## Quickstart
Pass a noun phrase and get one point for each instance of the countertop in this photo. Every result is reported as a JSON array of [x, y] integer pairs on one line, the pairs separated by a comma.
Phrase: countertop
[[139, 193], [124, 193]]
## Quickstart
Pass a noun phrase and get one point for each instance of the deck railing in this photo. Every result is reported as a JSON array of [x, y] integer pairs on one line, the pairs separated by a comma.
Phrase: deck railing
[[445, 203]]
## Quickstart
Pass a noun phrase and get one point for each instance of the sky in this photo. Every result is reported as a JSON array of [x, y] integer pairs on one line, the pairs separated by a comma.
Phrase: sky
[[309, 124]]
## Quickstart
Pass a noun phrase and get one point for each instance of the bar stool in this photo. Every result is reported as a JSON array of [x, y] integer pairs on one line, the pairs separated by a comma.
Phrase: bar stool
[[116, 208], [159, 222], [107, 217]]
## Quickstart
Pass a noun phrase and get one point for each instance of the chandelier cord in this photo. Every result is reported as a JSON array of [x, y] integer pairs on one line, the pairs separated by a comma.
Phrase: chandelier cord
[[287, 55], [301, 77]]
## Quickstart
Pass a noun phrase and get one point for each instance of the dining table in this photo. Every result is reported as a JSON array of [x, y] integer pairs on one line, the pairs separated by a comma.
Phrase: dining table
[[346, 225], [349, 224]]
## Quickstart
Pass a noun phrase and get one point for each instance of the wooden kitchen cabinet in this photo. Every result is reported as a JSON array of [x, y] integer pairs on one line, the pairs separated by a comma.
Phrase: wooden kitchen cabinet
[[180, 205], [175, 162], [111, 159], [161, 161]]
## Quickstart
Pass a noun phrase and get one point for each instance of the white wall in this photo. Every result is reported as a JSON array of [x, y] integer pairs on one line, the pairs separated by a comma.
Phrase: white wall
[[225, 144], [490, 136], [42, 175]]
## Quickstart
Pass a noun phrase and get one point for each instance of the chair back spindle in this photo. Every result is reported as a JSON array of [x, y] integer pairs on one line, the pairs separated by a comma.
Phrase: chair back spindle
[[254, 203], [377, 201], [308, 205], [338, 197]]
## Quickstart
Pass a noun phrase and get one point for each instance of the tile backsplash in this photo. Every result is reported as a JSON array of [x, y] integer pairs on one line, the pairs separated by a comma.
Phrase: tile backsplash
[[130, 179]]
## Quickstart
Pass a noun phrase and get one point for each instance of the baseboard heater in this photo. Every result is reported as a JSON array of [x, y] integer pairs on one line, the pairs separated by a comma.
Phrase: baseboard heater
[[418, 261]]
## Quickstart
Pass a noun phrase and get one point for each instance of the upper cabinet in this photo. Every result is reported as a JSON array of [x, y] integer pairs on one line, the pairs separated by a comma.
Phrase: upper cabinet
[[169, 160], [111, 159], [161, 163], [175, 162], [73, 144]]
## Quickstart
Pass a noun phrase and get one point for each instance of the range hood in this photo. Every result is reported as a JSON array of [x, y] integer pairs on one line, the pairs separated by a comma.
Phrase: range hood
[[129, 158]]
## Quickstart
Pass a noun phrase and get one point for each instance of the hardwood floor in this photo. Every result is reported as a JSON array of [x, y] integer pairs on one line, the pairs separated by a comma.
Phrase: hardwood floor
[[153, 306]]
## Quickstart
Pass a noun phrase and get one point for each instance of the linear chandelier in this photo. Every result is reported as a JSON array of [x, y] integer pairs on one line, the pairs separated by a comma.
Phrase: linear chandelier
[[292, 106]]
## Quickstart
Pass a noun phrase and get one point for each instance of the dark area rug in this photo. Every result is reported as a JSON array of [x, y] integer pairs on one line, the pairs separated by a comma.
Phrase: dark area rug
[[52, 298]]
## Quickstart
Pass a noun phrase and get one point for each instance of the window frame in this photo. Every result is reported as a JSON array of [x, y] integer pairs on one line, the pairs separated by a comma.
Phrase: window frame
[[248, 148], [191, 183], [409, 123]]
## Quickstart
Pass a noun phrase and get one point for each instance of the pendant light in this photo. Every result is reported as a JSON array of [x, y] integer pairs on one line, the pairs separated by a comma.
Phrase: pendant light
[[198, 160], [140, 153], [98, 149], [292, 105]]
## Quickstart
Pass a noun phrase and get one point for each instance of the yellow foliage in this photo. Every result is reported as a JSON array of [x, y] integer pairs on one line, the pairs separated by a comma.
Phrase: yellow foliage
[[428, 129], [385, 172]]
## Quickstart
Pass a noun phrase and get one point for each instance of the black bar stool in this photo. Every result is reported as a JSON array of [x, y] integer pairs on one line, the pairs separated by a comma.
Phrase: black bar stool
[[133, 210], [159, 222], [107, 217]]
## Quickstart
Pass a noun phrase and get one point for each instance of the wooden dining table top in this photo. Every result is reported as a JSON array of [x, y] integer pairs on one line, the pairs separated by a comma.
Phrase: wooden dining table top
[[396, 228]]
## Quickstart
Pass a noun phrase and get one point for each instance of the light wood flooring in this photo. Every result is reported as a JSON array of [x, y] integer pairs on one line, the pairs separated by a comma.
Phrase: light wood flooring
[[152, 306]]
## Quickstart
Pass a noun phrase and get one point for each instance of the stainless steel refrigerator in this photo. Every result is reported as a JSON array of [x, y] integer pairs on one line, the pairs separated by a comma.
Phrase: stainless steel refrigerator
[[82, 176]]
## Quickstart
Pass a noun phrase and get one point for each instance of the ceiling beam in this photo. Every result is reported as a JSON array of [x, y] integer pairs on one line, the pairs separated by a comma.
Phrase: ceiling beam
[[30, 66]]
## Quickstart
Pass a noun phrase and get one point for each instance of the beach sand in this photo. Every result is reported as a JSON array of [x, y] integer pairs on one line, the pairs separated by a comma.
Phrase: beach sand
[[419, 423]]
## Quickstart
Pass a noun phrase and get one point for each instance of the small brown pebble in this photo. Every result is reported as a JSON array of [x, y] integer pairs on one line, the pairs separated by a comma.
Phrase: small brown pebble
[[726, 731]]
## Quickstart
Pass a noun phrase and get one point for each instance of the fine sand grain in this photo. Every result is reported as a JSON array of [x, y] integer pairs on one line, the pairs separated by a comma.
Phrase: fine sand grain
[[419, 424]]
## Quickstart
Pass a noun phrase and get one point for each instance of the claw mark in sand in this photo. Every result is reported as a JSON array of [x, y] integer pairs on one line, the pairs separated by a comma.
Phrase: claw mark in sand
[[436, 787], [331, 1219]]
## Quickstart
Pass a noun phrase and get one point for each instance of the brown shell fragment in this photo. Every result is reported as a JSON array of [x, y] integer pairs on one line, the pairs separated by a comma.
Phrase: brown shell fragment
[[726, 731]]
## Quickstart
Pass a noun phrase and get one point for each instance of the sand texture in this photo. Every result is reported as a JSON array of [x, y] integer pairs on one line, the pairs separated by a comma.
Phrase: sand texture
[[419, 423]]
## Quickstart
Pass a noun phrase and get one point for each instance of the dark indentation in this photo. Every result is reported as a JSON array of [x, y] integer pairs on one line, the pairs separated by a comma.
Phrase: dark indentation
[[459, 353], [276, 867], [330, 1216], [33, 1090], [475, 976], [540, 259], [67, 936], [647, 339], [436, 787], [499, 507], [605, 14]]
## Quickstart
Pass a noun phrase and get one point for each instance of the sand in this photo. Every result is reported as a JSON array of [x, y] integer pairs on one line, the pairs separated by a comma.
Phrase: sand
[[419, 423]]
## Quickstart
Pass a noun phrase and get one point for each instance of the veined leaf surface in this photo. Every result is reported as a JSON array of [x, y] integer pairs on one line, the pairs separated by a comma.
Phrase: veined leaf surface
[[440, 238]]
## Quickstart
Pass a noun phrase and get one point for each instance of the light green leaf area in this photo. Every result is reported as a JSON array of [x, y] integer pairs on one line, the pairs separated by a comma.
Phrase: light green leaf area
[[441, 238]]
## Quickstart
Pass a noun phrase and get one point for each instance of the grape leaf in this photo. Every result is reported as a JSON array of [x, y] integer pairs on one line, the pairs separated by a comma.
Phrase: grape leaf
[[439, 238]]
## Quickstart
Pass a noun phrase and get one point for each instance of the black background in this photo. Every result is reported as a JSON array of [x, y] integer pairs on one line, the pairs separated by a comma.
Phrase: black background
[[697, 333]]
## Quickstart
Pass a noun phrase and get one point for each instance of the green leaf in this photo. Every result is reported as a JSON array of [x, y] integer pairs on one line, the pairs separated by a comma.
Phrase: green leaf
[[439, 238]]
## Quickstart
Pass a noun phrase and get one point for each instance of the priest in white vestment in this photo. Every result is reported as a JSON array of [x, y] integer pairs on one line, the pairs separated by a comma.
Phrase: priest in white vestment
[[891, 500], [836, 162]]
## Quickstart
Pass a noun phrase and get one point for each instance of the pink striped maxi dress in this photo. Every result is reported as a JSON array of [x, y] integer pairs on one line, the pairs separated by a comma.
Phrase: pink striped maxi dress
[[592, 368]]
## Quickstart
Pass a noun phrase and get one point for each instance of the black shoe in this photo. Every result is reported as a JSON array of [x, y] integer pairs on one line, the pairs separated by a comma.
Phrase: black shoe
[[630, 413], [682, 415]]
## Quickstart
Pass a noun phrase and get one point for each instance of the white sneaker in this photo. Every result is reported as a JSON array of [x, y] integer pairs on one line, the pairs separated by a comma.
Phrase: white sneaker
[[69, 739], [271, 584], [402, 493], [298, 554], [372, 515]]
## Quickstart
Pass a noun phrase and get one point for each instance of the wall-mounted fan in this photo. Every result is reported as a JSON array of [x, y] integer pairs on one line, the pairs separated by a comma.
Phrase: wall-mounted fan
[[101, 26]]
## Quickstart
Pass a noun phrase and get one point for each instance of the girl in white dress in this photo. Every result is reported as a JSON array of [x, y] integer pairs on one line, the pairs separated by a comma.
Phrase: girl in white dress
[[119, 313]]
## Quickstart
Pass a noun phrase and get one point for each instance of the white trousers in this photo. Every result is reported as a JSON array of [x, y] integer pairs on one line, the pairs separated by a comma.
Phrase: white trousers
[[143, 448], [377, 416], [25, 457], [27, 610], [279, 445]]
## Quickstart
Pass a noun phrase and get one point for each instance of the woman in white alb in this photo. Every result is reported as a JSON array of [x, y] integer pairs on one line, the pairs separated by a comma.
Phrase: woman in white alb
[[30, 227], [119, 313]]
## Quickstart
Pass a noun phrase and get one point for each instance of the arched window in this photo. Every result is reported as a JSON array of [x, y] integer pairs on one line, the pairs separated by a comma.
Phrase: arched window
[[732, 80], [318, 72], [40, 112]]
====
Directions: Working from the data above, extract solely the lines from the one containing "the light wood" through the one containing "of the stainless", exactly as they appear, both included.

Response below:
Pass a noun phrase and get one point for each instance of the light wood flooring in this photo. Every result is reported as a JSON array of [x, y] integer pairs on one line, the pairs separated by a comma.
Phrase: light wood flooring
[[152, 306]]
## Quickstart
Pass a noun phrase and get one point for each instance of the stainless steel refrigerator in this photo. Every result is reported as a JSON array of [x, y] integer pairs on one line, the pairs separated by a comma.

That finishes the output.